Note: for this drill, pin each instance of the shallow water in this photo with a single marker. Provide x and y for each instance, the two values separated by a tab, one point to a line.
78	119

= = = = = = =

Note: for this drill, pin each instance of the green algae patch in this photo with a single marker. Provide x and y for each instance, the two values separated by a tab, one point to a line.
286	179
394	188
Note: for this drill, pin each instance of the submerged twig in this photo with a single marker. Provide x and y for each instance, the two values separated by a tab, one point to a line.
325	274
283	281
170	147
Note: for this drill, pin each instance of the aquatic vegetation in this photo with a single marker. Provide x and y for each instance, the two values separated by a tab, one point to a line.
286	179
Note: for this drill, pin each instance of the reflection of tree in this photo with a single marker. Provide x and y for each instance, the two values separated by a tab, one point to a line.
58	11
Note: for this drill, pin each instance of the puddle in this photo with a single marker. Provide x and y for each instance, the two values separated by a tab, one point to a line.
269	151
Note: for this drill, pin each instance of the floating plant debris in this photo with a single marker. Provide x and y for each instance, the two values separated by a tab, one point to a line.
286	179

= = = = = = =

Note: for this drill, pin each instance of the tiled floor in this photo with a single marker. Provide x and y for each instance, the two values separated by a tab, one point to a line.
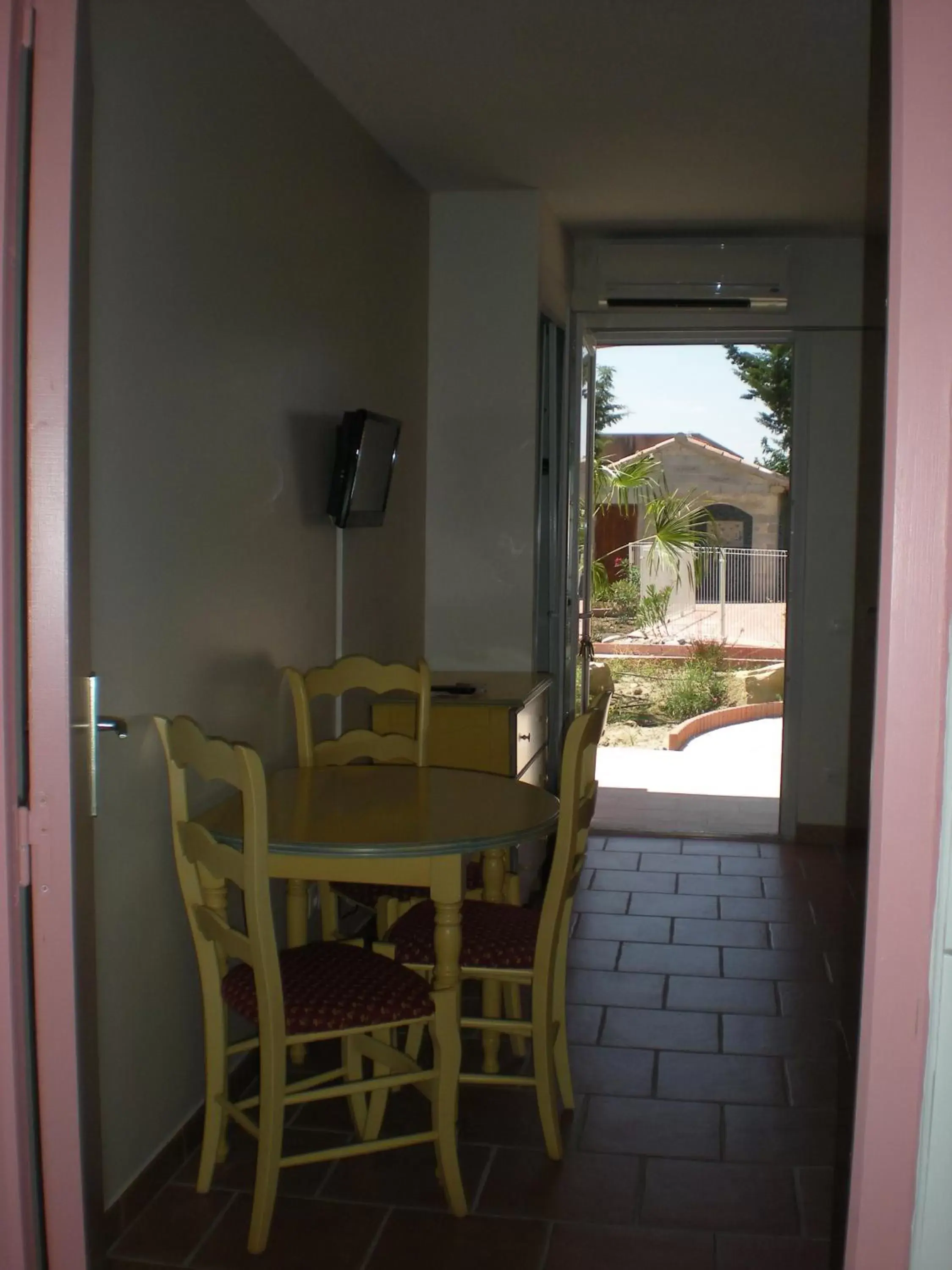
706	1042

= = = = = = =

Problem to solve:
Locate every row above that contains the string "line" and copy each one in full. Treat uppercase and lowercase as different.

Solved problem:
Note: for this drill, pin each instance of the shallow water in this photo with a single marker. Provide x and y for each instance, the two values separated by a tab, one point to a line.
Note: for this drill, pin each instance of the green algae patch in this photo with a single marker. Provide x and y for each instance, the two values separated by a tab, one point to a line.
Note: for this drill, pin each instance of the submerged twig in this photo with a single marker. Provide x and y for each instance, the two values separated by a tab, one point to a line.
Note: for this drill, pin each instance of the aquatic vegetation in this photo with a single marker. Provide x and y for each instance, the two values separated by a tab, one point to a line.
Note: for this drill, pin each instance of the reflection of tree in this photo with a single marker. Provide x and y for each instance, the two values separated by a tab, one point to a line.
Note: for this drill, pin each instance of the puddle in this photo with a single marker. Provide x and y for each instance, the two values separated by a tab, one point to a line.
Note: for this drill, pin each instance of the floating plant debris in this photo with a single marker. Provide x and y for each instance, the two values separated by a tab, one point to a line.
Note: for this drill, pin each instance of the tiled floor in this photo with a single marker. Provide x and y for each instance, the two values separated by a tab, one point to a line.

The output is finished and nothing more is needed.